Aim: Pull out every line in the data below that contains the word "portrait", matching case exactly.
━━━━━━━━━━━━━━━━
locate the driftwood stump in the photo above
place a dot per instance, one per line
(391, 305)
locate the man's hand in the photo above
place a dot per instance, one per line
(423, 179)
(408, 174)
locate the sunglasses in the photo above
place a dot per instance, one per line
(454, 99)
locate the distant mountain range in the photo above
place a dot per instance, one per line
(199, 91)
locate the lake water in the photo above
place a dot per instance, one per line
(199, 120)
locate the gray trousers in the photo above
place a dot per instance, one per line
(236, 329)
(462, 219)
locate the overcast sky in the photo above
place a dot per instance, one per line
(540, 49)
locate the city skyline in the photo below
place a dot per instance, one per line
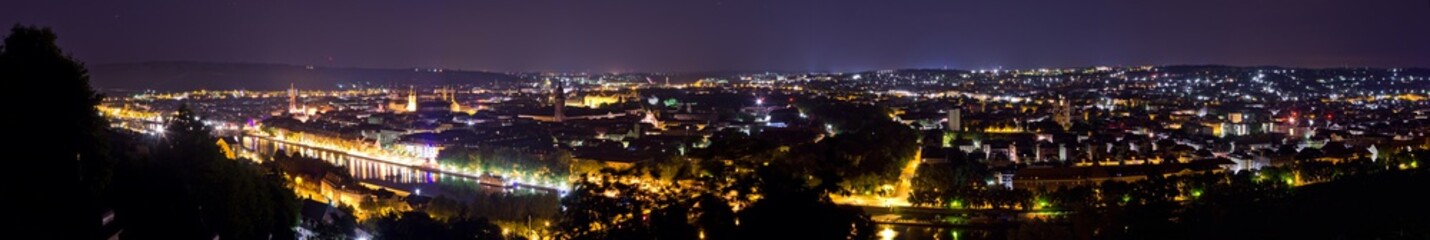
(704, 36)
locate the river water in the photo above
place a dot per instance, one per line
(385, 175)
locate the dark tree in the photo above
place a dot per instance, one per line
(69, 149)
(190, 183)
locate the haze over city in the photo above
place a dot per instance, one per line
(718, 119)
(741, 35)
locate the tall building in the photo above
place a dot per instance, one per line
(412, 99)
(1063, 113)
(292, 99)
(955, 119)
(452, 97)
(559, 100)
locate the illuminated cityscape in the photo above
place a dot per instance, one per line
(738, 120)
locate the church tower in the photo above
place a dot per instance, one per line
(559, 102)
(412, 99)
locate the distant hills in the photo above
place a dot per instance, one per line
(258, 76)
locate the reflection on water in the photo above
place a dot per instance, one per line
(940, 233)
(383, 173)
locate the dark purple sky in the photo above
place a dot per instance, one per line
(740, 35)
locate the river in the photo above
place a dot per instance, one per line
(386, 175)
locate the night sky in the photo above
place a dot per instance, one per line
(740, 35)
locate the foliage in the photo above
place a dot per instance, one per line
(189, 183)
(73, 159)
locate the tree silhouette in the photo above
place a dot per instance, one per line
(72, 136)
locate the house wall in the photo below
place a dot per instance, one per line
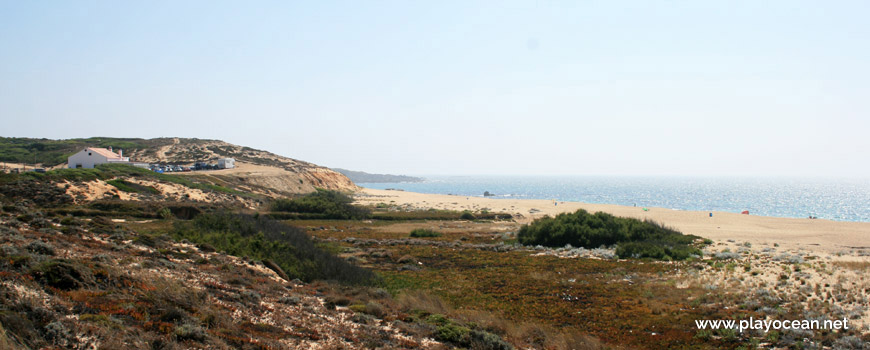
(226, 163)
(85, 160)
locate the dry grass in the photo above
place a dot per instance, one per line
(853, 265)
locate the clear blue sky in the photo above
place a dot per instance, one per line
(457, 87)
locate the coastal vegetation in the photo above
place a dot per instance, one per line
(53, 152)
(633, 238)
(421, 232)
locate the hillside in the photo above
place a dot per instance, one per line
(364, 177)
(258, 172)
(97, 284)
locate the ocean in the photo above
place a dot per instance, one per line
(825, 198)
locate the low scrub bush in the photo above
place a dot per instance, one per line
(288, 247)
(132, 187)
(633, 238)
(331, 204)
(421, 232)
━━━━━━━━━━━━━━━━
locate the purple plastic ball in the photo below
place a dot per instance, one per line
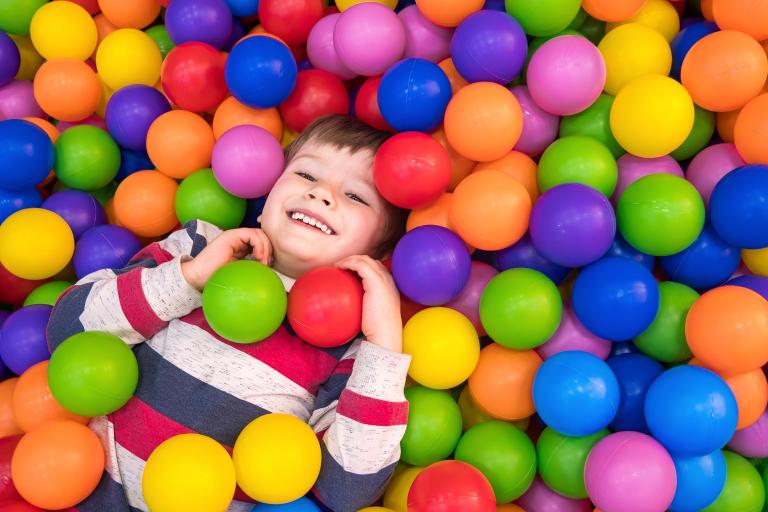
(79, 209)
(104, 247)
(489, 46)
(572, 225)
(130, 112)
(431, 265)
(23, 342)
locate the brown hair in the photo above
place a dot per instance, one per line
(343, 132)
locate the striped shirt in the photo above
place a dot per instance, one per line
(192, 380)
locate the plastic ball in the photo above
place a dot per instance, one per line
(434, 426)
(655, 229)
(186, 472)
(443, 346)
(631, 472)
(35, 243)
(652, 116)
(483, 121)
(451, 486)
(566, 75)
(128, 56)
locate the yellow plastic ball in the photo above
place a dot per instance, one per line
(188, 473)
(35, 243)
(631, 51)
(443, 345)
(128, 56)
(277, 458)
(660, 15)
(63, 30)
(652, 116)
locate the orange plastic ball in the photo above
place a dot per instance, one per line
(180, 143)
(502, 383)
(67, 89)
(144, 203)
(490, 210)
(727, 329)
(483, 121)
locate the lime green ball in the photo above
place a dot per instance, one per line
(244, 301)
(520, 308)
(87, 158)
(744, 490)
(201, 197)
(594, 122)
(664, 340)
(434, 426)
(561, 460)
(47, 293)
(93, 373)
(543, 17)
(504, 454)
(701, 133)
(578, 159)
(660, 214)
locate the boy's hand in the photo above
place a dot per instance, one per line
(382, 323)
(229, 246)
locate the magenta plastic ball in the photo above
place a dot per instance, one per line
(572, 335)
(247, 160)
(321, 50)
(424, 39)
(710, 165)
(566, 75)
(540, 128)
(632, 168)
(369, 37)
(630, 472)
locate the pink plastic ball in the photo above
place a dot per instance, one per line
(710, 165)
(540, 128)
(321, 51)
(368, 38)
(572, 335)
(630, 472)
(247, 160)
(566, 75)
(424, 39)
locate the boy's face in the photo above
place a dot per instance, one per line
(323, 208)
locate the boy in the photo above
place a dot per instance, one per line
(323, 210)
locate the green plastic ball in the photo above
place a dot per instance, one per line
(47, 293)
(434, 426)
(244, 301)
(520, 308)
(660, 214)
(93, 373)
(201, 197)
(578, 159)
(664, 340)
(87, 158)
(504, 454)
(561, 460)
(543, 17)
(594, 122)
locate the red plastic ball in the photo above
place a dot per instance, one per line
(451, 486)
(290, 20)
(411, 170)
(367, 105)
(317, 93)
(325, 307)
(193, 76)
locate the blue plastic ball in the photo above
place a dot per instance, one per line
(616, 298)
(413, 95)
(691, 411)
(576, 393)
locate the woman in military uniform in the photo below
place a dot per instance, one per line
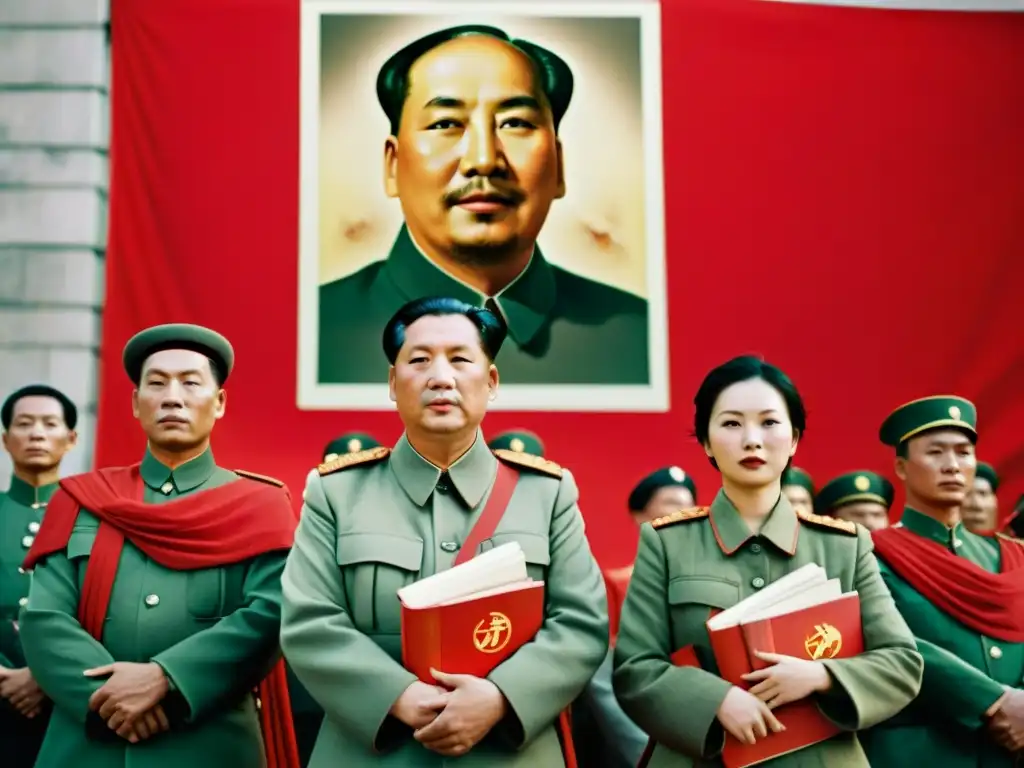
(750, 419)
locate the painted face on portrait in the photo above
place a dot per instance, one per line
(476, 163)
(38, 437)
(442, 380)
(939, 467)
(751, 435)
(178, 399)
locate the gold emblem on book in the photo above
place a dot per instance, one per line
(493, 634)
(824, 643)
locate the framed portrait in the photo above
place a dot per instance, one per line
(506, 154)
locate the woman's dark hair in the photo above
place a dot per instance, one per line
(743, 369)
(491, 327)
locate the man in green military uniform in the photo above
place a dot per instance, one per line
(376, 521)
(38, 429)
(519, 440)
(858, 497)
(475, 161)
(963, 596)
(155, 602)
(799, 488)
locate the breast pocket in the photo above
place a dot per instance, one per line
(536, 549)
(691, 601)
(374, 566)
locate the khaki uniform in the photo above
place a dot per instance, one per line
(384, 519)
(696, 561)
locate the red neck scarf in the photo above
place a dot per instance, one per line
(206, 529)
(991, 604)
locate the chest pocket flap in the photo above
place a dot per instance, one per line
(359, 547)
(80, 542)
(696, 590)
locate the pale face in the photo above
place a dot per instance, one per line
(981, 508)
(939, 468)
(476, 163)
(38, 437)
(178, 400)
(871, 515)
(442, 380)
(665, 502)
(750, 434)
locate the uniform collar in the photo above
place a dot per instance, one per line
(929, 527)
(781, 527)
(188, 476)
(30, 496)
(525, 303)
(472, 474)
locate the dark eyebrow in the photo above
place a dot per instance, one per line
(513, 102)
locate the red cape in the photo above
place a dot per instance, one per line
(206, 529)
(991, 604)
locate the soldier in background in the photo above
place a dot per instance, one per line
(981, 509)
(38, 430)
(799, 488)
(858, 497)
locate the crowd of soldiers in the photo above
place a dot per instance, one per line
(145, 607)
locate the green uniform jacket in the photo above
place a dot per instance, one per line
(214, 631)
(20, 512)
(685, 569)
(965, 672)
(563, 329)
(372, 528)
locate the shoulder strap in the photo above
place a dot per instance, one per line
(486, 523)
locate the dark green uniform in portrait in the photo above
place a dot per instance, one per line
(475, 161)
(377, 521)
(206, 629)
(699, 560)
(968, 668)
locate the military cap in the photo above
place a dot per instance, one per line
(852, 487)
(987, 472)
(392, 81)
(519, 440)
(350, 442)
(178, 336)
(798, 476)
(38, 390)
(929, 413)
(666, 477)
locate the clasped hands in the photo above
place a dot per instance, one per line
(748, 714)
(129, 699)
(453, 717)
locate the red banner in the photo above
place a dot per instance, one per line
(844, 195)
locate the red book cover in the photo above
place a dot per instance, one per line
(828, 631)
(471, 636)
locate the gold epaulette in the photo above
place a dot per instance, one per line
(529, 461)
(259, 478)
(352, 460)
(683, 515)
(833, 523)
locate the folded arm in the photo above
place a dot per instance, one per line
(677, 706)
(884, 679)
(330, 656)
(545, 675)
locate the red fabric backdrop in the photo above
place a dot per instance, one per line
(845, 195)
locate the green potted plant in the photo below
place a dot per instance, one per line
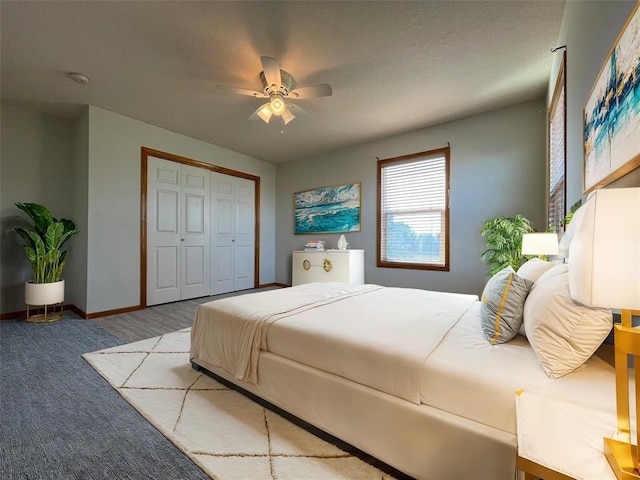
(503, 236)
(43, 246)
━━━━━━━━━━━━━━━━
Response to the exercise:
locate the painted face on portrait in the photo above
locate the framed portrait in the photo above
locate the dark green uniform in portrait in the photo above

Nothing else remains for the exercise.